**QUOTED PASSAGE**
================================

Like the image? Would appreciate it if you show your support by voting on https://community.amplifier.org/art/embrace-isolation/ and sharing the same message through your networks. Voting ends on May 8th. Many thanks!

~Aditi

Torn Apart

Aditi Raychoudhury. Torn Apart. Gouache. 2018
Aditi Raychoudhury. Torn Apart. Gouache. 2018

Separating families is a violation of international law and one of the worst kinds of abuse, and its happening right now in our southern border. So, why is a family willing to flee their homeland and risk it all? Nobody wants to leave their country of birth and extended family and friends behind and risk it all unless they fear for the safety of their family in their own homeland, and hope for a better life in the land they were told would welcome the tired, the poor, the homeless, the wretched refuse and the tempest tossed huddled masses yearning to breathe free. And here we are, not living up to that promise. I wanted to capture a family at its most tender and vulnerable moment – the agony in the hearts of the parents who may never see who they love the most and the bewilderment of a child as to why she can’t be with those who love her the most.

================================

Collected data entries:

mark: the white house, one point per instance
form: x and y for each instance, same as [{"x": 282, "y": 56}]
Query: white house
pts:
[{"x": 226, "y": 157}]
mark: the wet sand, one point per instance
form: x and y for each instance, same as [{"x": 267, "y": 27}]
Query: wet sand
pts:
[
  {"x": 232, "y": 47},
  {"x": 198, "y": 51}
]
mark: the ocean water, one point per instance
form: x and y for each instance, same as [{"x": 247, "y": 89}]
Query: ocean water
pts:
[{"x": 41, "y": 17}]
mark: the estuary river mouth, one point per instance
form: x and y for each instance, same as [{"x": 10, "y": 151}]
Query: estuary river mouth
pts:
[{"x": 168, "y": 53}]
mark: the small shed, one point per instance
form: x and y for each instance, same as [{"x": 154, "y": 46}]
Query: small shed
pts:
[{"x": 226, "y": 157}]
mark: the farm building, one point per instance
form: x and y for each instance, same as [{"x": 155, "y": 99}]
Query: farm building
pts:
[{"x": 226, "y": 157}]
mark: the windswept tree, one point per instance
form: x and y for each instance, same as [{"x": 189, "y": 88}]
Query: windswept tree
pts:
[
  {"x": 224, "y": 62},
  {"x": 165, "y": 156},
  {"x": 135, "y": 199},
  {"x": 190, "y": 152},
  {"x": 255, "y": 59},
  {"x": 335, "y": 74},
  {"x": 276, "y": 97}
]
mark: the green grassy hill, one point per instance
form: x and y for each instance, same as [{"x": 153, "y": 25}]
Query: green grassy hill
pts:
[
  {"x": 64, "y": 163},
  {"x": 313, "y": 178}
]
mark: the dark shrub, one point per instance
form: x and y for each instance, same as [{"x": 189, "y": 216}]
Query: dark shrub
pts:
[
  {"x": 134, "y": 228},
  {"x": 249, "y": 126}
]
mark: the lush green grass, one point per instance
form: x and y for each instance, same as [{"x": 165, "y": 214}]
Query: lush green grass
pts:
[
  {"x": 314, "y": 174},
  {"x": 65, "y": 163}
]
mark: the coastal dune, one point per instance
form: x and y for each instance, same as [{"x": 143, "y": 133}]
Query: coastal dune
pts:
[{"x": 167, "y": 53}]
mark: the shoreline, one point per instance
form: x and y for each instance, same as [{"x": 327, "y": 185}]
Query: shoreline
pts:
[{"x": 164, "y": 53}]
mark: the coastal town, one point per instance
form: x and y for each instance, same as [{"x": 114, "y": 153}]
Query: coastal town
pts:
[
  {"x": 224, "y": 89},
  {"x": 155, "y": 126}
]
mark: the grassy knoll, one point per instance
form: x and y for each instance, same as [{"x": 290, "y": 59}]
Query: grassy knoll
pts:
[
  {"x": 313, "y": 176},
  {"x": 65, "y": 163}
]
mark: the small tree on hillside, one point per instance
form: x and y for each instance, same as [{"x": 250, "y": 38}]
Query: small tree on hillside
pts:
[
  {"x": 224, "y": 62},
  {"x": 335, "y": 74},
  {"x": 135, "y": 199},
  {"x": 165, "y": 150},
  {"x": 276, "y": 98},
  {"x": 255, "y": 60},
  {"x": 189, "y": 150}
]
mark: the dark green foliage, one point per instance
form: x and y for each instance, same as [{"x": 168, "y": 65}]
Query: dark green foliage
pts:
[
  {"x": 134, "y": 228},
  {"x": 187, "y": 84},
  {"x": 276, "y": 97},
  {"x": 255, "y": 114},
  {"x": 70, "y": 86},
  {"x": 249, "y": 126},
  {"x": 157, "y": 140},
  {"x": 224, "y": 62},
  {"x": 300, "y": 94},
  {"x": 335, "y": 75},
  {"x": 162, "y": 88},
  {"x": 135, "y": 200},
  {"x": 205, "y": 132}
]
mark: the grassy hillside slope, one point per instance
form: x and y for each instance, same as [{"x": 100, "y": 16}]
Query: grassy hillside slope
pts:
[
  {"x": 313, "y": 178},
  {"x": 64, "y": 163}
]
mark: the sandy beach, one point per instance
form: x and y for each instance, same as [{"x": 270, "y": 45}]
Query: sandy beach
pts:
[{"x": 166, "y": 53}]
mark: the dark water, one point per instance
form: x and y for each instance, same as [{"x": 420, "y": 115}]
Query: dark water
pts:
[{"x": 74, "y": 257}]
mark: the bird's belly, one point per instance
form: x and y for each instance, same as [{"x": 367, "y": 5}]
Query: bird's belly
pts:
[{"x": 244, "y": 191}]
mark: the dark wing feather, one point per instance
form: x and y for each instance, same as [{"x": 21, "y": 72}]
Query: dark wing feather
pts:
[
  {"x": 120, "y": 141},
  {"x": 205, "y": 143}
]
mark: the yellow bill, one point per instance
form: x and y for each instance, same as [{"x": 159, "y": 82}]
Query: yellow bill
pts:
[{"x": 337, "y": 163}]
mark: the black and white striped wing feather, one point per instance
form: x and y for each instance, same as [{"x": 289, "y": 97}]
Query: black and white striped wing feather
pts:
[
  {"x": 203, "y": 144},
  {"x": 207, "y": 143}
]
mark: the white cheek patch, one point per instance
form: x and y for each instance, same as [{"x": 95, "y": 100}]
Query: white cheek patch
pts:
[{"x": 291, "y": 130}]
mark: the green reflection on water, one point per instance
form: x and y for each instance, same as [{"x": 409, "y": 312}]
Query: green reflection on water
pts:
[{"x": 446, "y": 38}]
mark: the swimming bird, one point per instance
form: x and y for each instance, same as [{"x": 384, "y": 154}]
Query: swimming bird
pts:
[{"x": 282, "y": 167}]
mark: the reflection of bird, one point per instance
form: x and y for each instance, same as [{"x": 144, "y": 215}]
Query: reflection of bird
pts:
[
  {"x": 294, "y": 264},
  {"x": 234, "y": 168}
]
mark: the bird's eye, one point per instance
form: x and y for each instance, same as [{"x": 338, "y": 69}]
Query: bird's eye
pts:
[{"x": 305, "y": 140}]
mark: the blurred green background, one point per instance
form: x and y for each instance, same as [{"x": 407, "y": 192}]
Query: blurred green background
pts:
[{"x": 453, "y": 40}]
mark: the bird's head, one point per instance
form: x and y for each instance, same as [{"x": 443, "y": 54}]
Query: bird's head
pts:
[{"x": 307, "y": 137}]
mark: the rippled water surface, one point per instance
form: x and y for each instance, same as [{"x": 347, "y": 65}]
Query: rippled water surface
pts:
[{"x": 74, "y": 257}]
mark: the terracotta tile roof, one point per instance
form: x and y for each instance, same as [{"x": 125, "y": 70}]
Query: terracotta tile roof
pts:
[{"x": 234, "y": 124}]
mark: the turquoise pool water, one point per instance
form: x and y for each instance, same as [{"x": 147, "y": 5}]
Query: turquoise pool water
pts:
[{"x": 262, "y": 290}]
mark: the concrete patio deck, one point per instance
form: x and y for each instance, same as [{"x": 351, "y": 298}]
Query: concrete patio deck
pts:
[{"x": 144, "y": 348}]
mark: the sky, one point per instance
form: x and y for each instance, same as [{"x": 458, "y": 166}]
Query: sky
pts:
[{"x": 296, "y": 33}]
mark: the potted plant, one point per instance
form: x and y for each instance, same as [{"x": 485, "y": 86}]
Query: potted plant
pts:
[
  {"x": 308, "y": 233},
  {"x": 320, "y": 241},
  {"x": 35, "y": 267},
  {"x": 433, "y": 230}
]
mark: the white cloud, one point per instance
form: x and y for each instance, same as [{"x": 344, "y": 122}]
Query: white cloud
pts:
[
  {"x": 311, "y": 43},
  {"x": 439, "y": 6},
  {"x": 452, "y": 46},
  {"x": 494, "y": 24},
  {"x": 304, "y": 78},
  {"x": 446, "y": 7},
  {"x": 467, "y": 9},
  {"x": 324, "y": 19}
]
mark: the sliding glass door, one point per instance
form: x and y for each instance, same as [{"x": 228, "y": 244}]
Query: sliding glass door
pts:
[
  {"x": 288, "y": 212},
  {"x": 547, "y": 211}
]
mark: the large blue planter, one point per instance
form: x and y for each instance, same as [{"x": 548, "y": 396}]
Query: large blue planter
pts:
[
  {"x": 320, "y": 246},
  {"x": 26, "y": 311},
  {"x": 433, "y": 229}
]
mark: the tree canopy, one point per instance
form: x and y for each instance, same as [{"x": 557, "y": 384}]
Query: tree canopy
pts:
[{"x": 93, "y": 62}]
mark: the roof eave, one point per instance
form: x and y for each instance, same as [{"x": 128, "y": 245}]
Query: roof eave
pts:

================================

**YOUR ASSIGNMENT**
Could you output everything from "Separating families is" down to "her the most." in the post about the painting Torn Apart, copied word for word? None of the data is needed here.

**SOLUTION FOR THIS TASK**
Separating families is a violation of international law and one of the worst kinds of abuse, and its happening right now in our southern border. So, why is a family willing to flee their homeland and risk it all? Nobody wants to leave their country of birth and extended family and friends behind and risk it all unless they fear for the safety of their family in their own homeland, and hope for a better life in the land they were told would welcome the tired, the poor, the homeless, the wretched refuse and the tempest tossed huddled masses yearning to breathe free. And here we are, not living up to that promise. I wanted to capture a family at its most tender and vulnerable moment – the agony in the hearts of the parents who may never see who they love the most and the bewilderment of a child as to why she can’t be with those who love her the most.